Sunday, January 31, 2016

Instructions for the End of the World by Jamie Kain

23848031Instructions for the End of the World by Jamie Kain

2.75 stars

Nicole’s father has lost his marbles. Nicole and her sister Isabel find themselves forced to move to a cabin in the remote woods that once belonged to her grandfather. Her father is a firm believer in the end of the world and this move is preparation for it, but their mother isn’t happy and leaves. Nicole and Isabel suddenly find themselves alone in the woods with no parental supervision in a quickly deteriorating house. On the other sides of the woods lies a religious/spiritual commune where Wolf has lived all his life. Wolf wants to be one with nature and now that his drug addict mother is back he prefers the solitude of the woods. Laurel is Wolf’s best friend and she claims that she doesn’t like Wolf, but she can’t help being jealous of the outsider, Nicole, who has become close to Wolf. This is the premise of this book and don’t go into this book thinking for some harrowing tale about family, redemption, the end of the world, and saving yourself because that’s not what this book is about. In fact, this book isn’t about much more than 224 pages of exposition and buildup that doesn’t really buildup to anything climatic. There’s a point when shit hits the fan, but none of it was necessary or fleshing out for the potential of this story. This story doesn’t have any concrete message that I can get behind because it doesn’t feel concrete. There doesn’t seem to be any end goal in this novel, which sometimes works, but in this novel’s case it doesn’t help.


“I am often hovering in between, unclear about my destination.”
(Which pertains to the story surrounding this book; there is no clear destination of what it wants to say.)

This novel is set in the year prior to 9/11, which is really fascinating. I feel like it’s a good place to start concerning novels where families don’t feel safe and the prospect of protecting their family from destruction, whether it’s natural or man-made, was very rampant at this time. It makes since that Nicole and Isabel’s father feels this way, but it wasn’t expanded on for this being his reasoning. Nicole just followed him around and nodded her head while Isabel called him crazy, but not once did they ask why their father was moving them into the middle of the woods. If they would’ve asked this question I wouldn’t have to have read endless pages of nothing for this “BIG REVEAL” as to why their father has uprooted their family.


"The older I get, the more I feel as if I am some lone explorer in a strange new world, where I understand few of the rules and am not sure I have the right equipment to survive.”

Given data:
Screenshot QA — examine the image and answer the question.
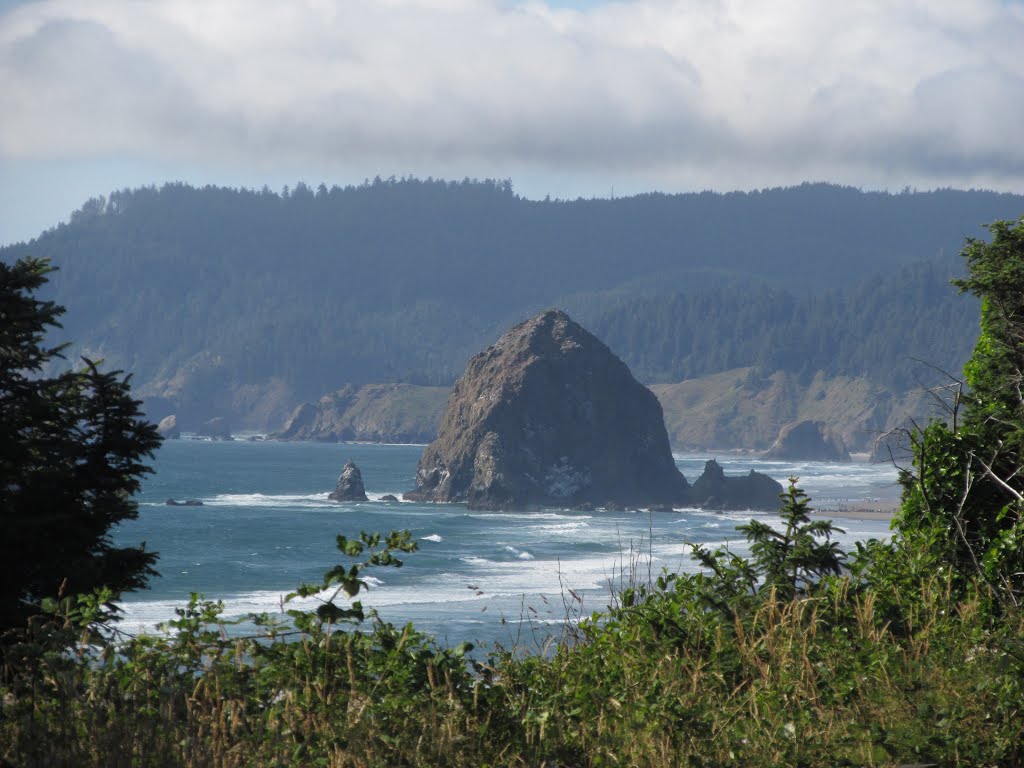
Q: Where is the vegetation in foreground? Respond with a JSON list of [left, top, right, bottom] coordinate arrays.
[[0, 218, 1024, 766]]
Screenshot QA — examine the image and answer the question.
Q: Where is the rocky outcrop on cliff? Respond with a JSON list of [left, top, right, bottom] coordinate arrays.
[[689, 459, 782, 510], [269, 384, 447, 442], [762, 419, 851, 462], [407, 310, 688, 509], [327, 459, 367, 502]]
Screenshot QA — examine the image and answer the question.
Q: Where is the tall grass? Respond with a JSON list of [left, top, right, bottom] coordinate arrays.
[[0, 577, 1024, 768]]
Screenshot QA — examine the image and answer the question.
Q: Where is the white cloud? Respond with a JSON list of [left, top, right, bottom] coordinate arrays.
[[0, 0, 1024, 190]]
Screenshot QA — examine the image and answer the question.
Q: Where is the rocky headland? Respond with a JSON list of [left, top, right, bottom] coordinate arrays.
[[269, 384, 449, 442], [327, 459, 367, 502], [406, 309, 781, 509]]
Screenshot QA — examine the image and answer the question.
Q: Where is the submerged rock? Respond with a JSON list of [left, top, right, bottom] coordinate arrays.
[[406, 310, 688, 509], [762, 419, 851, 462], [327, 459, 367, 502]]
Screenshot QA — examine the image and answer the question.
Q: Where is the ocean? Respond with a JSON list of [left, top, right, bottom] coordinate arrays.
[[114, 439, 898, 648]]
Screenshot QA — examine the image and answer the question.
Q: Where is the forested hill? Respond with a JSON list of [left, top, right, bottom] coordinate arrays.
[[0, 179, 1024, 436]]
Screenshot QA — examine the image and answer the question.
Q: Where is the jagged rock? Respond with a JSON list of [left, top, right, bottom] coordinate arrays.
[[762, 419, 850, 462], [406, 310, 688, 509], [196, 416, 234, 440], [689, 459, 782, 510], [157, 415, 181, 440], [327, 459, 367, 502]]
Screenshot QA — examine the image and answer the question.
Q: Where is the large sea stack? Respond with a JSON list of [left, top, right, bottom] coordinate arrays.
[[406, 310, 688, 509]]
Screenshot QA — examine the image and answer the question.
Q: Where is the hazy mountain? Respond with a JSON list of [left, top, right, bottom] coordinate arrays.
[[0, 179, 1024, 442]]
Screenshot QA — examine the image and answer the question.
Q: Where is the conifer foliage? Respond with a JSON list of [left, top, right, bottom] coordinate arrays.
[[896, 217, 1024, 604], [0, 258, 160, 630]]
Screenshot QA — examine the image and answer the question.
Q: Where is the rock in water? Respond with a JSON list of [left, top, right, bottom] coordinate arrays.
[[690, 459, 783, 510], [157, 415, 181, 440], [327, 459, 367, 502], [196, 416, 234, 440], [763, 419, 851, 462], [406, 310, 688, 509]]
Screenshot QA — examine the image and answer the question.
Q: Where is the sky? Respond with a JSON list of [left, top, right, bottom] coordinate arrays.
[[0, 0, 1024, 244]]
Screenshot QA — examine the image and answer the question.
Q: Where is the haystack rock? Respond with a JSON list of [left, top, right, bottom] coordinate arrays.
[[327, 459, 367, 502], [762, 420, 851, 462], [406, 310, 688, 509]]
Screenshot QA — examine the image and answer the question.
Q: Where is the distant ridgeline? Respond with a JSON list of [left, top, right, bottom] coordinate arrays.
[[0, 179, 1024, 444]]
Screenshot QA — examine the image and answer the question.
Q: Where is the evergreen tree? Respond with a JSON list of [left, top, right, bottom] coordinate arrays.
[[896, 216, 1024, 604], [0, 258, 160, 630], [736, 477, 844, 599]]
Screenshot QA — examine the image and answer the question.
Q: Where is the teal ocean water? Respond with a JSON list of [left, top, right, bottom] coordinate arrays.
[[115, 439, 897, 646]]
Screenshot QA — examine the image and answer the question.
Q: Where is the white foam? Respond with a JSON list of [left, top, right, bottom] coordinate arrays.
[[367, 490, 411, 504], [202, 490, 339, 509]]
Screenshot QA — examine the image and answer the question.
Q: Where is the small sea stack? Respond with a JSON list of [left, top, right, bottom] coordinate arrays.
[[327, 459, 367, 502]]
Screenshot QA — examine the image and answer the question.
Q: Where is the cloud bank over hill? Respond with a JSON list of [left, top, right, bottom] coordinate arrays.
[[0, 0, 1024, 194]]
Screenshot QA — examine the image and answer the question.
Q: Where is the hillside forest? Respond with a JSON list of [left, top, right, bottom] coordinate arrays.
[[0, 178, 1024, 450]]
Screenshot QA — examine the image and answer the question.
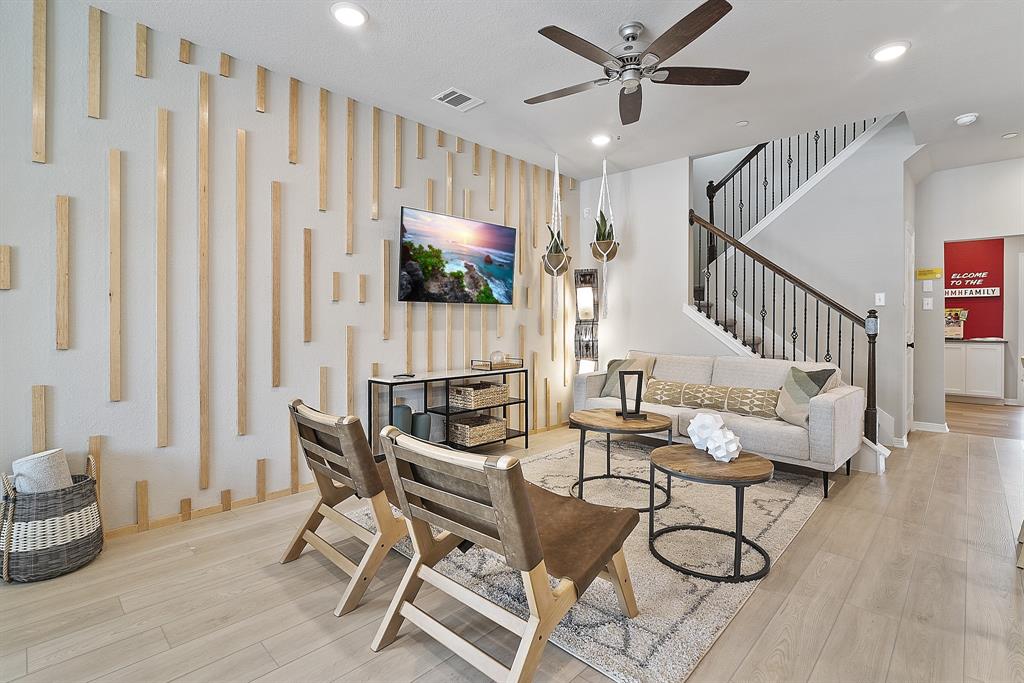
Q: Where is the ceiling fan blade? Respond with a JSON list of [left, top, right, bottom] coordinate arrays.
[[523, 78, 608, 104], [618, 85, 643, 126], [538, 26, 623, 71], [650, 67, 751, 85], [640, 0, 732, 67]]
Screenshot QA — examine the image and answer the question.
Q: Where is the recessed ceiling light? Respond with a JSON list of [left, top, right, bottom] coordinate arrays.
[[953, 112, 978, 126], [871, 40, 910, 61], [331, 2, 369, 28]]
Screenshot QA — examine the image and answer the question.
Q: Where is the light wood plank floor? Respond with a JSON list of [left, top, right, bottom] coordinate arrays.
[[0, 429, 1024, 683]]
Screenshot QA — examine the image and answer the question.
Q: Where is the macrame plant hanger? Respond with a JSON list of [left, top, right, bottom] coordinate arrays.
[[541, 154, 569, 321], [591, 159, 618, 318]]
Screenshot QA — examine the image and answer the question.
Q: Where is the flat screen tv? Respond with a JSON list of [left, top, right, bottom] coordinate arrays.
[[398, 207, 516, 304]]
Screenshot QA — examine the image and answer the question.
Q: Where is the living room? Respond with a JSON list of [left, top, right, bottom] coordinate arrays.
[[0, 0, 1024, 681]]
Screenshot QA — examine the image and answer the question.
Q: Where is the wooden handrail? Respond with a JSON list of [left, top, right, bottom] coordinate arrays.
[[690, 209, 864, 327], [709, 142, 768, 196]]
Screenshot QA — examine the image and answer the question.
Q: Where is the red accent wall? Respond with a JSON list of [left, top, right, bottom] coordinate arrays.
[[944, 239, 1004, 339]]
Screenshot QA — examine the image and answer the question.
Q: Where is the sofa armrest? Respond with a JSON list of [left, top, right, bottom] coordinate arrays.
[[807, 385, 864, 468], [572, 373, 607, 411]]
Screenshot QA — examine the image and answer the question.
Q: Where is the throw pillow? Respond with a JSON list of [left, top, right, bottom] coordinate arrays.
[[643, 379, 686, 405], [775, 368, 836, 427], [601, 357, 654, 398], [725, 387, 779, 420]]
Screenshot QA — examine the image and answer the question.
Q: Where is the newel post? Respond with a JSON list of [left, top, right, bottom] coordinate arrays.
[[864, 308, 879, 443]]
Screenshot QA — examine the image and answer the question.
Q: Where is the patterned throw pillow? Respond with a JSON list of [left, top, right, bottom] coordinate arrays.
[[775, 368, 836, 427], [643, 379, 686, 405]]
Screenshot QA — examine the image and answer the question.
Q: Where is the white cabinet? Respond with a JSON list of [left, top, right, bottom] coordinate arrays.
[[944, 341, 1004, 398]]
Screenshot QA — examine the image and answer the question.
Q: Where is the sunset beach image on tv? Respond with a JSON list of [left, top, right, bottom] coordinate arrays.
[[398, 207, 516, 304]]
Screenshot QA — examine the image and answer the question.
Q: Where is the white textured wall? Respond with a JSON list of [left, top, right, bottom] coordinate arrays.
[[914, 159, 1024, 424], [0, 0, 579, 527]]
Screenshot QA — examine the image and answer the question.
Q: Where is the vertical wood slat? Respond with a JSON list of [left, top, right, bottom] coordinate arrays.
[[302, 227, 313, 342], [106, 150, 121, 401], [444, 152, 455, 216], [135, 24, 150, 78], [0, 245, 12, 290], [317, 366, 331, 415], [32, 384, 46, 453], [256, 65, 266, 114], [156, 109, 170, 449], [487, 150, 498, 211], [270, 180, 281, 387], [288, 78, 299, 164], [345, 325, 356, 411], [234, 128, 249, 435], [32, 0, 47, 164], [56, 195, 71, 351], [381, 240, 391, 339], [370, 106, 381, 220], [256, 458, 266, 503], [316, 88, 331, 211], [394, 114, 404, 188], [135, 479, 150, 531], [197, 72, 210, 489], [88, 7, 103, 119], [345, 97, 355, 254]]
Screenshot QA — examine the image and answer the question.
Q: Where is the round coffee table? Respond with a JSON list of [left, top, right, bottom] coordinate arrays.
[[569, 408, 672, 512], [647, 444, 775, 584]]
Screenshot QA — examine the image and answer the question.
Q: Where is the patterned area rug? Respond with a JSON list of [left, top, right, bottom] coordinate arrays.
[[349, 438, 822, 683]]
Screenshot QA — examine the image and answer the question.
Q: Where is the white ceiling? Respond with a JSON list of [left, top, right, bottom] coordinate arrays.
[[92, 0, 1024, 177]]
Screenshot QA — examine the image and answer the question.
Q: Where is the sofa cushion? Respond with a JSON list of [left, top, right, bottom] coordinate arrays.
[[711, 356, 842, 391]]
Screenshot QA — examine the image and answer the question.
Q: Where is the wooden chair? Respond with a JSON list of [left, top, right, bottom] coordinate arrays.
[[371, 427, 639, 681], [281, 399, 406, 616]]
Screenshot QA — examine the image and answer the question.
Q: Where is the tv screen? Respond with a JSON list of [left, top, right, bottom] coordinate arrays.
[[398, 207, 516, 304]]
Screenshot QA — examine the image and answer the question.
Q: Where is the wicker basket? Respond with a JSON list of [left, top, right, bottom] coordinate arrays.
[[0, 458, 103, 583], [449, 415, 507, 447], [449, 382, 509, 411]]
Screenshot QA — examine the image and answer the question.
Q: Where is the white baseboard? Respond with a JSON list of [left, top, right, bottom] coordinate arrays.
[[910, 420, 949, 434]]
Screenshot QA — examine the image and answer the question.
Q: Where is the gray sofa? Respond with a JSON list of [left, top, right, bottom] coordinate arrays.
[[572, 351, 865, 496]]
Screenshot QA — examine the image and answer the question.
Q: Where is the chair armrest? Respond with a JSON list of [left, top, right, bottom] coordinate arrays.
[[807, 385, 864, 467], [572, 373, 607, 411]]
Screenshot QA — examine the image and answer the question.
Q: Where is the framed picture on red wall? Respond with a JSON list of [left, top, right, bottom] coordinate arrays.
[[944, 238, 1002, 339]]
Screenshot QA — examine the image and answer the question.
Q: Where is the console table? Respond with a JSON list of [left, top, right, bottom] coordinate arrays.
[[367, 367, 529, 450]]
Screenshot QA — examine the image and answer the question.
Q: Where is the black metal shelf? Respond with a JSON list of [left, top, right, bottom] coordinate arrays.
[[427, 398, 526, 416]]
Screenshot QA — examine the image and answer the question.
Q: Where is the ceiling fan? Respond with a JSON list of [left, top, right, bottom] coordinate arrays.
[[524, 0, 750, 126]]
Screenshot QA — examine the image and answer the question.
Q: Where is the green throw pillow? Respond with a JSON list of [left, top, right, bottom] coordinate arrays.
[[775, 368, 836, 427]]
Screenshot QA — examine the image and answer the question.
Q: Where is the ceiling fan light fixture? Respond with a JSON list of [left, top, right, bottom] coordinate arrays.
[[331, 2, 370, 29], [953, 112, 978, 127], [871, 40, 910, 61]]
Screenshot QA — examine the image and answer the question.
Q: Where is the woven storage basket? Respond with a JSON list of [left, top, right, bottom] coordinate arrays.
[[0, 458, 103, 583], [449, 415, 506, 446], [449, 382, 509, 410]]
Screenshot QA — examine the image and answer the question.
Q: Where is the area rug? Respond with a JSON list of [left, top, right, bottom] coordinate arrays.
[[348, 438, 822, 683]]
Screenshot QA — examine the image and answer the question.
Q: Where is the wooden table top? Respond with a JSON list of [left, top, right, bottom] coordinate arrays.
[[569, 408, 672, 434], [650, 443, 775, 485]]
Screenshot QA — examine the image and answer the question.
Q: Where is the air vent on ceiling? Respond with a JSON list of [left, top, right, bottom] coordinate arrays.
[[434, 88, 483, 112]]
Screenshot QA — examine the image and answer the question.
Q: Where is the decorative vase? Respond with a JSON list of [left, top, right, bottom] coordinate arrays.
[[686, 413, 725, 451], [541, 252, 572, 278], [590, 240, 618, 263], [708, 427, 739, 463]]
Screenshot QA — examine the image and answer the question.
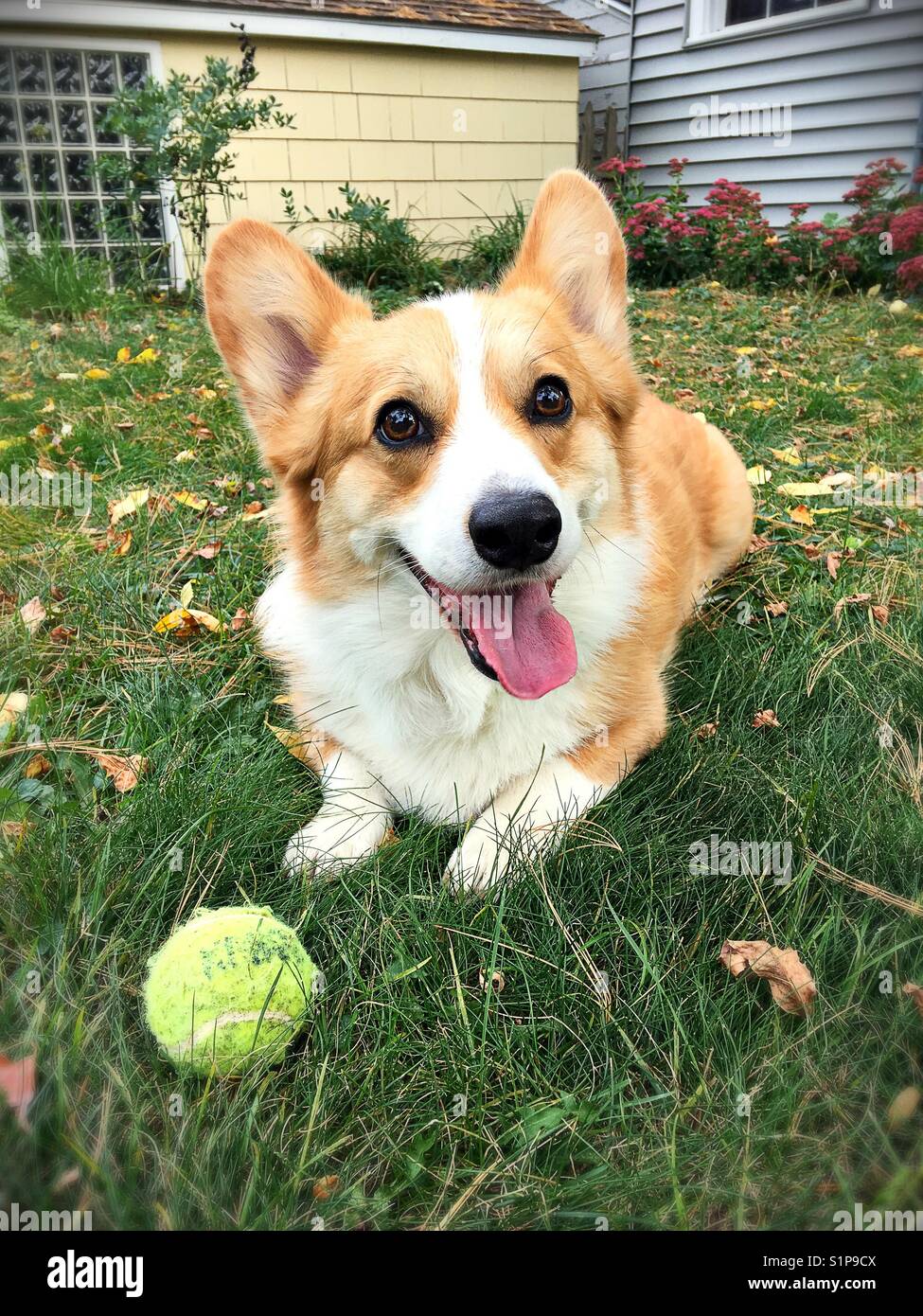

What is asked:
- a) How many stars does the book review give the novel?
- b) Continue the book review from the point where it ends.

Outputs in order:
- a) 2.75 stars.

- b)
There are some discrepancies with the writing and while I was reading from an ARC copy, I don’t see how an author can forget which POV they are writing from at the present time. If you are writing from a character’s POV, KNOW your character because otherwise you’ve convinced me and along with other readers that your POVs all sound the same even to yourself. While there are some great lines in here, I don’t read literature just to quote it. I want those great lines to have a profound meaning and connection to the story, not for the sake of being a great line. It takes away from the overall picture and doesn’t feel like there is much of a story if you have to throw in lines for the sake of it.


Whimsical Writing Scale: 2.75

As I’ve briefly mentioned there are multiple POVs-Nicole, Isabel, Wolf, and Laurel. Out of these four Nicole and Wolf’s are the most prominent in the story.

Nicole is the most interesting character of the story because she is relatable. Her story isn’t farfetched for the sake of entertainment or drama. She’s a realistic character who takes control of the situation. As the big sister she realizes that she has to protect Isabel, hunt for food, and keep the shitty cabin afloat while they are abandoned by their parents. She’s level-headed, a quick thinker, rational, and a realist. While these are not traits that usually make an outstanding character, they are a trait that are human and that’s what makes Nicole stand out in her POV. She’s HUMAN and that’s a good thing when it comes to contemporary novels because that’s what sales the character to me.

Isabel is Nicole’s baby sister and she definitely puts baby in that title. Isabel reminds me a lot of my sister in the ways that she wants to be older than she actually is and is forced to face consequences in rocky situations where she needs Nicole to save or comfort her in. Isabel’s voice is judgmental and bratty- she sounds like an airhead to me. There’s no nicer way of putting it, but as the story progressed Isabel’s character became more fleshed out, but not for the right reasons. My biggest problem with Isabel is that she is used a plot device for, what I’m considering to be, rape. It’s important to know that Isabel is only fourteen-years-old and in my opinion, nowhere near old enough to make the decision of having sex. During this scene she specifically says, “I know there’s something I should say about condoms or slowing down or birth control or I don’t want to do this, but no words come out, because part of me does want to do this.” I’m sure it can be argued that Isabel’s mind is developed enough to know the choice she has made, but this scene just proves right there to me that she doesn’t understand what sex, especially unprotected underage sex, entails in its secret guidelines. I feel like the author uses Isabel in a way to say, “LOOK SOMETHING CONTROVERSIAL HAPPENED! NOW LET THE DRAMA BETWEEN WOLF AND NICOLE ENSUE!” Which is totally horrible that this girl barely old enough to understand the meaning of consensual sex is used a plot device for romantic relationship drama.

Laurel is Wolf’s friend and considered sister from the commune. She’s the epitome of a pointless POV. Her character serves NO purpose for this story. She doesn’t add depth or enhance the reading experience. In fact, you could probably skip reading her POV and not miss anything pertaining to the story. She is also unlikable. I didn’t connect to her outside or inside of her head and I felt nothing when it came to her.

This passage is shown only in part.